--- Entries supplied Enclosed Below ---
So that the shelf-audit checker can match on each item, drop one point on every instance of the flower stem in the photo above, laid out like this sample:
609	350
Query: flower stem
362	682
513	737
--- End of Enclosed Entries supplied ---
*Required work*. Each record above has to be repeated word for word.

*Problem solution*.
So that the shelf-audit checker can match on each item, drop one point on every instance of the flower stem in the photo above, laid out like this sample:
609	350
Query: flower stem
362	682
513	737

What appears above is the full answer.